Mohammad, Amanullah and Abdul have been friends for over ten years. They are carpenters who work together in Kandahar City. On June 4, 2006, they were finishing a large window frame when a suicide bomber blew himself up just outside their shop. The bomber was targeting a convoy of Canadian troops; as with all injured civilians, the three carpenters were simply in the wrong place at the wrong time.
The three friends were all injured. Pieces of shrapnel became embedded in their legs, arms and faces. Mohammad and Abdul were so badly burned that they were flown to Pakistan where they stayed for a month. “The doctors were looking at me as if I was a dead man,” Abdul told me. Over two years after the incident, the skin on his face and arms is still mottled and scarred from the burns.
The carpenters paid for their hospital treatment by selling their cars and furniture and by relying heavily on the assistance of family members and friends. They now have debts that make it very difficult to survive. The men finally received some assistance when ACAP approached them in January 2007. ACAP agreed to provide them with funding for their carpentry business, with tailoring training for their family members, with stationary for their children and with medical treatment.
★ ★ ★
### EXERCISE REQUIREMENTS:
Reproduce the carpenters' account in full, word for word. Rely on nothing but the carpenters' account above.

### EXTRACTED INFORMATION:
★ ★ ★
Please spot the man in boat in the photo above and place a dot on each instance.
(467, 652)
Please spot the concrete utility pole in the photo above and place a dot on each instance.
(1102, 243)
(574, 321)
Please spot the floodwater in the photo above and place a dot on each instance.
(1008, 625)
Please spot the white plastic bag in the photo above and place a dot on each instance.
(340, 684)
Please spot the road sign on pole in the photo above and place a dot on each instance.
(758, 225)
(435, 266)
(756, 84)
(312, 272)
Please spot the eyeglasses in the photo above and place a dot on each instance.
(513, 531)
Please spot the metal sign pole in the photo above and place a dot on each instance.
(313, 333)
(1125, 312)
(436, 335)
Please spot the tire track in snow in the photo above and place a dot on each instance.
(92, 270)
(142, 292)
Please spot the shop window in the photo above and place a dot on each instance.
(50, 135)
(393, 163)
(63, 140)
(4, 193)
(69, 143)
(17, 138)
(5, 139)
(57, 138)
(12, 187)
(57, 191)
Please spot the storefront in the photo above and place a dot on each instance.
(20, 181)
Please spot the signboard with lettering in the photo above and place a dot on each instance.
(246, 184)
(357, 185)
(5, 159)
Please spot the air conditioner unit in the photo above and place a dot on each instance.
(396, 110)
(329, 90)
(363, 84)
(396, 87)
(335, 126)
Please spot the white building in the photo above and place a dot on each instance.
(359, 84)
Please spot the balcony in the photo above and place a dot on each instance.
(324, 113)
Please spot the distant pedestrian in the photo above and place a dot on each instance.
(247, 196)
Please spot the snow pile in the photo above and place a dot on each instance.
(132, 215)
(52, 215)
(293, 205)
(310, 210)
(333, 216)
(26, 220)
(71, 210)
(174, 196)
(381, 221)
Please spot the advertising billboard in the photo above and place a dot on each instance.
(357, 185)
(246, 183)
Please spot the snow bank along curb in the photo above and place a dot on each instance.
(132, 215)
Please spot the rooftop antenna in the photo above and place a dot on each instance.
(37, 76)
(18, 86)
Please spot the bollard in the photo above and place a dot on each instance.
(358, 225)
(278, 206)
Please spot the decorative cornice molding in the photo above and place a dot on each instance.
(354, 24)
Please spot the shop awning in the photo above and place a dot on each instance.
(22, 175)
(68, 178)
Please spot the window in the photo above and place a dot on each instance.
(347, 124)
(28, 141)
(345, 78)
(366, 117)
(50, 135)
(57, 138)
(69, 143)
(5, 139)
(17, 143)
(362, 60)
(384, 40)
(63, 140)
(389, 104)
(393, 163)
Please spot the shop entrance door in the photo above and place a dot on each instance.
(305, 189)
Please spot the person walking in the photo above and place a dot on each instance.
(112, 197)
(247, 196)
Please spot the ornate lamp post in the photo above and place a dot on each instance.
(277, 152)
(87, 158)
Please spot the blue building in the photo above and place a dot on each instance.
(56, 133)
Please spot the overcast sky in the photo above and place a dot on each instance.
★ ★ ★
### EXERCISE OUTPUT:
Mohammad, Amanullah and Abdul have been friends for over ten years. They are carpenters who work together in Kandahar City. On June 4, 2006, they were finishing a large window frame when a suicide bomber blew himself up just outside their shop. The bomber was targeting a convoy of Canadian troops; as with all injured civilians, the three carpenters were simply in the wrong place at the wrong time.
The three friends were all injured. Pieces of shrapnel became embedded in their legs, arms and faces. Mohammad and Abdul were so badly burned that they were flown to Pakistan where they stayed for a month. “The doctors were looking at me as if I was a dead man,” Abdul told me. Over two years after the incident, the skin on his face and arms is still mottled and scarred from the burns.
The carpenters paid for their hospital treatment by selling their cars and furniture and by relying heavily on the assistance of family members and friends. They now have debts that make it very difficult to survive. The men finally received some assistance when ACAP approached them in January 2007. ACAP agreed to provide them with funding for their carpentry business, with tailoring training for their family members, with stationary for their children and with medical treatment.